Records of pointing to named objects:
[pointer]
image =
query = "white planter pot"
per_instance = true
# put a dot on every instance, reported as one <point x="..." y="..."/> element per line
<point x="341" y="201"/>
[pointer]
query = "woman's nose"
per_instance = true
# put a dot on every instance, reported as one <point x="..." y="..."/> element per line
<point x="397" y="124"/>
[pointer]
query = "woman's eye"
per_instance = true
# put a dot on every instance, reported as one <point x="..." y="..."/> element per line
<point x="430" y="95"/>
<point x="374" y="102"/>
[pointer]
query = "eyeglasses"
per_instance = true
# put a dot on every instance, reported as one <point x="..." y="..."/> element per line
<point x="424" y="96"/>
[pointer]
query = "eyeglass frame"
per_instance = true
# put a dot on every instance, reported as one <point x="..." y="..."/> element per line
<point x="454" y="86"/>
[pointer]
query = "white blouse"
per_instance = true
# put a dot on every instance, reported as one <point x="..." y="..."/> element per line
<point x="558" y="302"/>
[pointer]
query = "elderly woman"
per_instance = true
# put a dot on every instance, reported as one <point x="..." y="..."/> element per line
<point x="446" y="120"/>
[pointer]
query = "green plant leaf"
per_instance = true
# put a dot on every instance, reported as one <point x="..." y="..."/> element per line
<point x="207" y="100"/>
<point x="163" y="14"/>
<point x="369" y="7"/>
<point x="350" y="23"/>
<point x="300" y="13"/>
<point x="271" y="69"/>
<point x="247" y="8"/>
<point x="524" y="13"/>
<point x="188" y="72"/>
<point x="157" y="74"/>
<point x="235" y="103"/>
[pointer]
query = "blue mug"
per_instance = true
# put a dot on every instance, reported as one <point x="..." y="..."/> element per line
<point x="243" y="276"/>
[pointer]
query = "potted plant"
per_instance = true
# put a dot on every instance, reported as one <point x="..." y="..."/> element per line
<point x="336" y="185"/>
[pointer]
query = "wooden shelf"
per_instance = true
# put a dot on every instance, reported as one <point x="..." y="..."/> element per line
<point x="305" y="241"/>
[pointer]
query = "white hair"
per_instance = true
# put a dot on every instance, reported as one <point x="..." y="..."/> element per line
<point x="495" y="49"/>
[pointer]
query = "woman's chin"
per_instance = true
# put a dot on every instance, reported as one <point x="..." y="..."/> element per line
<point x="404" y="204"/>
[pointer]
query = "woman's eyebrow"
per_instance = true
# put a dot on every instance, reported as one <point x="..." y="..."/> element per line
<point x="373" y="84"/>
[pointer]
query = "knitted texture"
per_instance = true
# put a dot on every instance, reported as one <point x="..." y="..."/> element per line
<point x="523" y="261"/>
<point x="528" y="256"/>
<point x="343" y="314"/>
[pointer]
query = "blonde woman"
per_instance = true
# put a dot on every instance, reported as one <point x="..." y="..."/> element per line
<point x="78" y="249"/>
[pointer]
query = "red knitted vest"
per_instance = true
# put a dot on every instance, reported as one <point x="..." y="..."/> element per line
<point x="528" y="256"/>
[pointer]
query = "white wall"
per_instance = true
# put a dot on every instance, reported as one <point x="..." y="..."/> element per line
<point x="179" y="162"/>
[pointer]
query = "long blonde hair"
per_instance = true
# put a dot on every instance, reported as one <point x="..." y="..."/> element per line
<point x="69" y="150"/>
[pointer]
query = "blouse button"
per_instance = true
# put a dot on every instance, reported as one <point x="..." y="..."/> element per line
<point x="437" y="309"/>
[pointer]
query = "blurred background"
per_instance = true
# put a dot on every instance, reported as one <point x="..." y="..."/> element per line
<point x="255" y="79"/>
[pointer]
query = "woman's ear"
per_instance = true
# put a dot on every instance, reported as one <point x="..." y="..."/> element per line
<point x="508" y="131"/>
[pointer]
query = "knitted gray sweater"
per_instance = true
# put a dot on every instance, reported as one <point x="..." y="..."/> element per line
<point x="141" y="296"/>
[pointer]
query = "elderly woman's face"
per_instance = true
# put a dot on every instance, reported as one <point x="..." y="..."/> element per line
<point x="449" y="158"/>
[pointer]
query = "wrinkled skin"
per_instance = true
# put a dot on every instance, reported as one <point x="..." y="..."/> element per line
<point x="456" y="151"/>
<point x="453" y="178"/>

## STATED PROBLEM:
Tally the lines of the records above that contain the word "woman", treating case as significant, and give only the number.

## THE REPLY:
8